TEXT SECTION.
══════
The Batchawana River is a river in Algoma and Sudbury Districts of Ontario, Canada, which empties into Batchawana Bay on Lake Superior north of Sault Ste. Marie, Ontario.

The name "Batchawana" is derived from the Ojibwe word obatchiwanang, meaning "current at the strait" or "narrows and swift water there", and refers to the turbulent or bubbling waters flowing between Batchawana Island and Sand Point (directly east of the Batchawana River's mouth).

A trading post was established near the mouth of the river for fur trading around 1817 or 1819 by clerks of the North West Company. The Hudson's Bay Company appears to have operated a post there as well circa 1868-1869.

Batchawana River Provincial Park encompasses portions of the river, and Batchawana Bay Provincial Park, with a large sandy beach, is located just west of the river's mouth on Batchawana Bay. The Algoma Central Railway crosses the river at the settlement of Batchewana.

North of Batchawana Bay is Pancake Bay, so named because fur traders travelling east from Fort William had only enough flour left to make pancakes.
══════
RECORD EXCERPTS.
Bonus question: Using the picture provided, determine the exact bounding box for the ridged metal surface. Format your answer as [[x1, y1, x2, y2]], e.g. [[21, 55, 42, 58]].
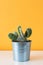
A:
[[12, 42, 31, 62]]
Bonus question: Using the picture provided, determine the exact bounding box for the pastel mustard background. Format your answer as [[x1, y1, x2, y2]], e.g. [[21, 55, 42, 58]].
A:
[[0, 0, 43, 50]]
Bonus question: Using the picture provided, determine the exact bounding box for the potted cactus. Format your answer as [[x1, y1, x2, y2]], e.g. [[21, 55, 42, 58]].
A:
[[8, 26, 32, 62]]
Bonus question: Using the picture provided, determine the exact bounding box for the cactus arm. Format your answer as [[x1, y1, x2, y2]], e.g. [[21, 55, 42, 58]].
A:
[[25, 28, 32, 38]]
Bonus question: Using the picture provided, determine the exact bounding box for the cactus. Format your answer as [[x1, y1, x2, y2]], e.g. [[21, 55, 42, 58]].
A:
[[25, 28, 32, 38], [8, 26, 32, 41], [18, 26, 25, 40], [8, 32, 18, 41]]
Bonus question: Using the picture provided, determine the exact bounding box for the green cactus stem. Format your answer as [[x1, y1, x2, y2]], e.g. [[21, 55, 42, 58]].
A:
[[8, 32, 18, 41]]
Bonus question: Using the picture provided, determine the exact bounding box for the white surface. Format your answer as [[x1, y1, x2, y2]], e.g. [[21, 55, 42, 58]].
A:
══════
TASK 1. List every named body of water that appears in the Batchawana River text.
TASK 2. According to the Batchawana River text, who established the trading post near the river's mouth around 1817 or 1819?
TASK 3. Continue the Batchawana River text after its final sentence.

TASK RESPONSE 1. Batchawana River, Batchawana Bay, Lake Superior, Pancake Bay

TASK RESPONSE 2. Clerks of the North West Company.

TASK RESPONSE 3.
==Tributaries==
- Kerwin Creek (left)
- Norberg Creek (left)
- Griffin Creek (left)
- Little Batchawana River (right)
- Mongoose Creek (left)
- St. Clair Creek (left)
- Alder Creek (right)
- Quinn River (left)
- Emerson Creek (left)
- Percy Creek (right)
- Toll Creek (right)

== Batchawana River Provincial Park ==

The Batchawana River Provincial Park protects certain sections of the river and its banks, as well as some adjacent forests. It was established in 2004 and is meant for canoeing and fishing. Features in the park include wide meanders, numerous rapids, islands, shifting stream channels and a 13 km long canyon. The forests include yellow birch, white pine and eastern hemlock, that at the northern end of its range.

It is a non-operating park, meaning that there are no facilities or services.